begin Text block

A 4.0- kg wooden block rests on a level table. The coefficient of friction betwe

Question

A 4.0- kg wooden block rests on a level table. The coefficient of friction between the block and the table is 0.18. A 5.0- kg mass is attached to the block by a horizontal string passed over a frictionless pulley of negligible mass. Now, the 5.0- kg mass is released and the whole system accelerates.

What is the acceleration of the wooden block?

What is the tension in the string during the acceleration?

Determine the acceleration for the above situation when the coefficient of friction between the block and the table is 0.32.

What is the tension when the coefficient of friction between the block and the table is 0.32?

Explanation / Answer

Part A)

end Text block
begin Rows

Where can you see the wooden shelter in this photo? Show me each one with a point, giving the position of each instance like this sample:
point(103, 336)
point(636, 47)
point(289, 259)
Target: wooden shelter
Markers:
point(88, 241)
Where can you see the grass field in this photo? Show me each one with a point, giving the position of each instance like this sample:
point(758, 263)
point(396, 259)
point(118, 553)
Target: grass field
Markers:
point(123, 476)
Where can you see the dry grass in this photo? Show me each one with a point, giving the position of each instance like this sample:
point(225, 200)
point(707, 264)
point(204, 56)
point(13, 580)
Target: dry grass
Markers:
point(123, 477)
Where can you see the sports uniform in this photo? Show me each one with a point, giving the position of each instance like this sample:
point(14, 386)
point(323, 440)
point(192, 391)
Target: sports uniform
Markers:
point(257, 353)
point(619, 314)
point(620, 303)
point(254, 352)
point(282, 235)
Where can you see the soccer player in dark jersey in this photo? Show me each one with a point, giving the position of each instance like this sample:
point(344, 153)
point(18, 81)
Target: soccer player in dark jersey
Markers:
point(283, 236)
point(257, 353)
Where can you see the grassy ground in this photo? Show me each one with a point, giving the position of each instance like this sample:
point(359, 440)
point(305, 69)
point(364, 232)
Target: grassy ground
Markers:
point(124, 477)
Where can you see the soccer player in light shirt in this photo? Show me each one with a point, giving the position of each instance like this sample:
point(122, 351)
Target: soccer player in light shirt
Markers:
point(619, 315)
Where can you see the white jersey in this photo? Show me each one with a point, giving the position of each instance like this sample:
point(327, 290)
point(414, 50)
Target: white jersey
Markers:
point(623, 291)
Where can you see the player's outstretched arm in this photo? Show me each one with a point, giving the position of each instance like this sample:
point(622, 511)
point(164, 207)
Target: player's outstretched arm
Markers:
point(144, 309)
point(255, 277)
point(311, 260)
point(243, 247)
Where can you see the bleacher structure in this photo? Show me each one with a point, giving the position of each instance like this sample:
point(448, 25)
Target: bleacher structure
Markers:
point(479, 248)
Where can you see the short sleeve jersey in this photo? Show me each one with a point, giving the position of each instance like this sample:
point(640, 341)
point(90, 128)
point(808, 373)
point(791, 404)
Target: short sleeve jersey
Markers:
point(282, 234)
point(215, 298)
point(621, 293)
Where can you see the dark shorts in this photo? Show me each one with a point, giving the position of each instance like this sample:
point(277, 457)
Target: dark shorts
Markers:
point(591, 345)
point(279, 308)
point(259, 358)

end Rows
begin Rows

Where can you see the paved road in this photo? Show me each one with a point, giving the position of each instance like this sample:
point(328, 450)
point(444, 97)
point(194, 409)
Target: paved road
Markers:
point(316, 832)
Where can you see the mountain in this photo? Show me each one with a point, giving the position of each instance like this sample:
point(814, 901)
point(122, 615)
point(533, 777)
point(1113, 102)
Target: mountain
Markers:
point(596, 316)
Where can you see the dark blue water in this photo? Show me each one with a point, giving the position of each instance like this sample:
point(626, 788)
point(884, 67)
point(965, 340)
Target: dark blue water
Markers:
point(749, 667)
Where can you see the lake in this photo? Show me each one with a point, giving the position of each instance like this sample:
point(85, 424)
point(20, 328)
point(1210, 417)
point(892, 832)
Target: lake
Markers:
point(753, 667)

end Rows
begin Rows

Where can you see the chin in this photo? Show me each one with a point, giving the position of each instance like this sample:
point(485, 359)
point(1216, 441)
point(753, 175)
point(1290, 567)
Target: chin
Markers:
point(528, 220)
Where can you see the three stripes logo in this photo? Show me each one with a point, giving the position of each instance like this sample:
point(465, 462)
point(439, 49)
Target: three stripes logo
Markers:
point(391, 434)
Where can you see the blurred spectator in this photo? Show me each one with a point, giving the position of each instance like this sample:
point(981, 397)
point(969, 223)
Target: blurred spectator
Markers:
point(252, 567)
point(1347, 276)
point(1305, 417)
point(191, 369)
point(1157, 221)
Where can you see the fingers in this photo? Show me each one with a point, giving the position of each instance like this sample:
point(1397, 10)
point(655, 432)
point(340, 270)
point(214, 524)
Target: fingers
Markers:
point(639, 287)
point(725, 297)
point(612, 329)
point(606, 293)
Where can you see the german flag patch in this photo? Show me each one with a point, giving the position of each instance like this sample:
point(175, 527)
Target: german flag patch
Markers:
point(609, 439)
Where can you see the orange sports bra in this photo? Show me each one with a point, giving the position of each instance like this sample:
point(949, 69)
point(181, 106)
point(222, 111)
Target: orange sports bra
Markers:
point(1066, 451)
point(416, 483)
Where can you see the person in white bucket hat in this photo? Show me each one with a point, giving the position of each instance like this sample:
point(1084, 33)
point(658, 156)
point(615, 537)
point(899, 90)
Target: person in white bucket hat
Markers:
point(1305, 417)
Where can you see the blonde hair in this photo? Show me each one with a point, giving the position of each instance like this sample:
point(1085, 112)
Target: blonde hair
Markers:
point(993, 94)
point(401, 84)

end Rows

:: Requirements ::
1: Answer these questions about the block-and-pulley problem, one line each:
(a) What is the mass of the wooden block?
(b) What is the first coefficient of friction given between the block and the table?
(c) What new coefficient of friction do the later questions use?
2: Sum up the block-and-pulley problem in two sentences.
3: Carry on the block-and-pulley problem from the point where its text stops.

:: Expected outputs ::
1:
(a) 4.0 kg
(b) 0.18
(c) 0.32

2: A 4.0-kg wooden block rests on a level table with a coefficient of friction of 0.18 and is tied by a horizontal string over a frictionless, negligible-mass pulley to a 5.0-kg mass, which is released so that the whole system accelerates. The problem asks for the block's acceleration and the tension in the string, then asks for both again when the coefficient of friction is 0.32.

3:
For the block hanging over the table

mg - T = ma

5(9.8) - T = (5)(a)

49-T = 5a

Solveing for T, we have

T = 49 - 5a

For the block on the table

T - Ff = ma

T - (umg) = ma

T - (.18)(4)(9.8) = 4a

T - 7.056 = 4a

Sub in for T

49 - 5a - 7.056 = 4a

a = 4.66 m/s^2

Part B
T = 49 -(5)(4.66)

T = 25.7 N

Part C)

For the block on the table now

T - Ff = ma

T - (umg) = ma

T - (.32)(4)(9.8) = 4a

T - 12.544 = 4a

Sub in for T

49 - 5a - 12.544 = 4a

a = 4.05 m/s^2

Part D)

T = 49 - (5)(4.05)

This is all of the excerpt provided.